PAGE TEXT =>
____

Within minutes, there was no hint of her disease and she was lightly dancing across the floor with no tremors. Although my mother practices Tai Chi and yoga, she has been encouraged by the research on dance because more and more researchers are finding dance to be the most effective way to combat PD’s degenerative symptoms.
UCSF neurologist Dr. Alec Glass says dance versus ordinary exercise helps PD patients regain balance and fight depression, sometimes better than medication. According to Glass’s studies, “The community formed by dancing, the music, and sort of being together, and there is even a little bit of evidence that suggests at least that those patients are happier and it may help in treating depression.”
For years I have been teaching mind body psychology at Ryokan College in Los Angeles and have studied as a ballroom dancer and as a tango dancer in Buenos Aires. While teaching my class and in my practice, I focus on the relationship between mind and body with patients who are struggling with emotional disorders ranging from anxiety, depression, and Post Traumatic Stress Disorder (PTSD). Recent neuroscience research promotes novelty, enrichment, and exercise both mental and physical, which activates stem cells throughout the body. Anything that’s novel turns on your genes, fixes your attention, and gives you a certain emotion. That’s what Jung called the numinosum. This may be what is occurring during the experience of dance in promoting changes in the brain that regulate balance, gait, and decrease tremors. Recently, my mother’s Parkinson’s symptoms resulted in an episode of “freezing” her body, which scared her. She tells me now that she has to keep moving or one day she may just be stopped by the disease. Yet, for now, the movement of her body to music seems to work best in reducing her PD symptoms.

____

Records from a data source
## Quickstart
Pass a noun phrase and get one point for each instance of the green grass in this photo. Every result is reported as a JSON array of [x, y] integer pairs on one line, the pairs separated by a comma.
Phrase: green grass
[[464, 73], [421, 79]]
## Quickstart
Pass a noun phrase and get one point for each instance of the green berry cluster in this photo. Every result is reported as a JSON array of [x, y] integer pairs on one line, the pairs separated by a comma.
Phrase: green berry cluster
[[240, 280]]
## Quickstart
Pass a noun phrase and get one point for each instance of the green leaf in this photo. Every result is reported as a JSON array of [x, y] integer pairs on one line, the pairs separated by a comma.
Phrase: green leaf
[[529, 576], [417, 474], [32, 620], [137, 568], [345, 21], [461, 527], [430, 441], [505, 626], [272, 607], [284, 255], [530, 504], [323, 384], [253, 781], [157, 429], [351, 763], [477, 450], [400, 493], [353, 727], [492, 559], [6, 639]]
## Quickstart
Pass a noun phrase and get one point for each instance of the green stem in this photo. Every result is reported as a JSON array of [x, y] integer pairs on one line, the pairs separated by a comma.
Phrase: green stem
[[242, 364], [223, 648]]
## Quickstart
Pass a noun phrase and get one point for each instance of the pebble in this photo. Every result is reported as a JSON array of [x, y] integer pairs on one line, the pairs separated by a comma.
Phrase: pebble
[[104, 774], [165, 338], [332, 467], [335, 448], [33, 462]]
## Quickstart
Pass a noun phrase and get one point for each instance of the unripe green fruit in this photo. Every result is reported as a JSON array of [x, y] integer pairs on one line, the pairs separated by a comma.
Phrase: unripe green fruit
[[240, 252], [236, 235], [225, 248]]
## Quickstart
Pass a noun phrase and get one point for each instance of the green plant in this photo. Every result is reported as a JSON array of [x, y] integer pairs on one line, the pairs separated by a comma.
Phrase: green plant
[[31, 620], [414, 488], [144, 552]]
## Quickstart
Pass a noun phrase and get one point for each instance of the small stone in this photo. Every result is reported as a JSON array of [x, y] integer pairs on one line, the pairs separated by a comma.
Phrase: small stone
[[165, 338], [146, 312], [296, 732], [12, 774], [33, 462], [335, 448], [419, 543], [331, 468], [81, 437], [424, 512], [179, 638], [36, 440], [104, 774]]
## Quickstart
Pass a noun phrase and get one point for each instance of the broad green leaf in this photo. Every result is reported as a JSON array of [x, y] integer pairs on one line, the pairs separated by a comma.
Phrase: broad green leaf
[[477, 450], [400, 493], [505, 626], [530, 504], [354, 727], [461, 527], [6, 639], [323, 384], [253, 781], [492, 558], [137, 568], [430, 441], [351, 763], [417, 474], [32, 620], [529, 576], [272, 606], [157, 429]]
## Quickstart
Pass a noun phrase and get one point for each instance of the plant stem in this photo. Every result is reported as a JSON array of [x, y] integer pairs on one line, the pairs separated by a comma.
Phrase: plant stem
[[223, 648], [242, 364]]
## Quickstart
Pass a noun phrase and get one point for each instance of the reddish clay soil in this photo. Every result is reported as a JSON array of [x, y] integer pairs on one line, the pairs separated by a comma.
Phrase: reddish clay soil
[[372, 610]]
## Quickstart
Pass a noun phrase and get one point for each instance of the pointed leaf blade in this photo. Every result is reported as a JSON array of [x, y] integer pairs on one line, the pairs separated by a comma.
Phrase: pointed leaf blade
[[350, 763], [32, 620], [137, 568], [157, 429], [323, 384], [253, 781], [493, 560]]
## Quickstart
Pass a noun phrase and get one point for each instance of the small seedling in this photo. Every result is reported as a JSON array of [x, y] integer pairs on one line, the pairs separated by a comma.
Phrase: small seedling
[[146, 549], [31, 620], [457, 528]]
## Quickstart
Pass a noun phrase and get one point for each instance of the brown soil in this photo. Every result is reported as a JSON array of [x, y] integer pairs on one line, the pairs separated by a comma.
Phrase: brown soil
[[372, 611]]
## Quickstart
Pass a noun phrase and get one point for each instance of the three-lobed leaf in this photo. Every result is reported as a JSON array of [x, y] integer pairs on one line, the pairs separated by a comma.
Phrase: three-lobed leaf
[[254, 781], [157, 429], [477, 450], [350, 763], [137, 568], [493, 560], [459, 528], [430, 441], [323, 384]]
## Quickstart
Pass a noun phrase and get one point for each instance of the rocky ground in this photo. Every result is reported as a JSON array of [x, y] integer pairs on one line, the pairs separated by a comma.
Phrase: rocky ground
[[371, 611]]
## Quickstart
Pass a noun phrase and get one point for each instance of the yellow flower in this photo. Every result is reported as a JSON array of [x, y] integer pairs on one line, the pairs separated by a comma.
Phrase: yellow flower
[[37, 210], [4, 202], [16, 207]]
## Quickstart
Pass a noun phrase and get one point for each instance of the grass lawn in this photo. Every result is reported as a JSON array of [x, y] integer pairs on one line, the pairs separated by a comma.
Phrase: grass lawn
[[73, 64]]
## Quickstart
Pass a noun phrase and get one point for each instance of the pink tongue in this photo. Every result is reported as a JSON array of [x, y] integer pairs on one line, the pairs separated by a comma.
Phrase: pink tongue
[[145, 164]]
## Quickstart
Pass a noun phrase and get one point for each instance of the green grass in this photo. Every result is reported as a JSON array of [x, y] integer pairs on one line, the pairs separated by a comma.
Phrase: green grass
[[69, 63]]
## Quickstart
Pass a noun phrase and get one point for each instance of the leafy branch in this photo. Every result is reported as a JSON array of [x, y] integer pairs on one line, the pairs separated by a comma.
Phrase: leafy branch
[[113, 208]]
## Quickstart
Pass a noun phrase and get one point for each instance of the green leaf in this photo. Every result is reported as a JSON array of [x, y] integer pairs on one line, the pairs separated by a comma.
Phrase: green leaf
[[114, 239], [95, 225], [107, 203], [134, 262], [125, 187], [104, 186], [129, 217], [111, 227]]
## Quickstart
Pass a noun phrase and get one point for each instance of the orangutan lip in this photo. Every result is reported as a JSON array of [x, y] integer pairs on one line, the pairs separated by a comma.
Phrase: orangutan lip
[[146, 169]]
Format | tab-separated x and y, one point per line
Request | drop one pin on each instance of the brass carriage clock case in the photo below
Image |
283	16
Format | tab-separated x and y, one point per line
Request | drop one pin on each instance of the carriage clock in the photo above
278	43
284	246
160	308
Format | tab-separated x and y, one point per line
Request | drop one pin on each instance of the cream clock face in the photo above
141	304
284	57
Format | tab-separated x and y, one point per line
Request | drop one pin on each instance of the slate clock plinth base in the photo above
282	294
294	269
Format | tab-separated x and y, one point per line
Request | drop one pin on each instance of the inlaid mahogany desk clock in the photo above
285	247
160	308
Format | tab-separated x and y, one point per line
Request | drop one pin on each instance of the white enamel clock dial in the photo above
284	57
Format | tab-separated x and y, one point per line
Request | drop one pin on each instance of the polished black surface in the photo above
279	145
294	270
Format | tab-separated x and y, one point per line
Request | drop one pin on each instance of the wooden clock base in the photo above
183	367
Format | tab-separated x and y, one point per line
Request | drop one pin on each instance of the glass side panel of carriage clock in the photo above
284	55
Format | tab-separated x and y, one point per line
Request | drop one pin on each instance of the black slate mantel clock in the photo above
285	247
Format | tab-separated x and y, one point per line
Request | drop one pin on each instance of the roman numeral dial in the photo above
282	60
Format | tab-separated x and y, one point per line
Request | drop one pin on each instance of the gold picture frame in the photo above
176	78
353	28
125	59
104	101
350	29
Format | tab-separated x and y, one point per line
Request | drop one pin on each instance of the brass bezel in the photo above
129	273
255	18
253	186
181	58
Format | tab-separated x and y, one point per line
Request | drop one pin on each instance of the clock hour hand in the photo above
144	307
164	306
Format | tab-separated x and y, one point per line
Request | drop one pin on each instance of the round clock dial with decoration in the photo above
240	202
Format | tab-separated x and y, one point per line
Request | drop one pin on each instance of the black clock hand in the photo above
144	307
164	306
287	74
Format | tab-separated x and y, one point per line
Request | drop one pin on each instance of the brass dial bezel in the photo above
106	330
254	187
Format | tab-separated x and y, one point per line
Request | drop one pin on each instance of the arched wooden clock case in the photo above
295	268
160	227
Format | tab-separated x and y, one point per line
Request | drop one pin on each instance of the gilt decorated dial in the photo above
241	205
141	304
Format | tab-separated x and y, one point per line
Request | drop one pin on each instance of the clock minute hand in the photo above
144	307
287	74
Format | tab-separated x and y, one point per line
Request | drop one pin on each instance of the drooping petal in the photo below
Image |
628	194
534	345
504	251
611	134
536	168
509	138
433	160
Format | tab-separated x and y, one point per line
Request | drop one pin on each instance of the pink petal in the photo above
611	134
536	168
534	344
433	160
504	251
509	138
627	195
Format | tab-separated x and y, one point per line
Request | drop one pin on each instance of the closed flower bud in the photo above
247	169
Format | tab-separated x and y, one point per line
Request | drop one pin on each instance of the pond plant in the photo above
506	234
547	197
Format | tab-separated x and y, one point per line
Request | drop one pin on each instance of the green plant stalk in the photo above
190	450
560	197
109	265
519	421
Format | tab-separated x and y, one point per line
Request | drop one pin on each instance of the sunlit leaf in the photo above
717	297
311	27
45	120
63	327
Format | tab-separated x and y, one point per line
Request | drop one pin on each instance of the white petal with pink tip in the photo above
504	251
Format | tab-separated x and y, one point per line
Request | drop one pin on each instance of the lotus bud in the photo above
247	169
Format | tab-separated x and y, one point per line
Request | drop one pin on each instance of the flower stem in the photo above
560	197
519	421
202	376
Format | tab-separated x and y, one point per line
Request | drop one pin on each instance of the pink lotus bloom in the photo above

____

CHECK YOUR UNDERSTANDING =>
1. In the passage on dance and Parkinson's disease, why has the writer's mother been encouraged by the research on dance even though she already practices Tai Chi and yoga? Answer in one to three sentences.
2. Write the next part of the passage on dance and Parkinson's disease, picking up after its final sentence.
None of the records are needed for the work here.

RESPONSES =>
1. She has been encouraged because more and more researchers are finding dance to be the most effective way to combat the degenerative symptoms of Parkinson's disease.

2.
As a psychologist, dancer, and daughter, every time I dance with my mother, the research is confirmed. I see a decrease in her tremors, her gait improves, and she is able to turn when cued with complete balance. For the rest of the day, she smiles and shares how happy and energized she feels.
There is always a mind body connection while dancing. However, with Parkinson’s patients that connection is even more evident because outright PD symptoms – such as tremors, imbalance, and faltered gait – are alleviated while they are dancing. My mother’s body loses rigidity, her gait improves, her mood lifts, and there is no evidence of tremors. Given current evidence a dance program of ten weeks duration seems reasonable. As for frequency and duration of individual dance sessions, data remains too limited to draw concise conclusions.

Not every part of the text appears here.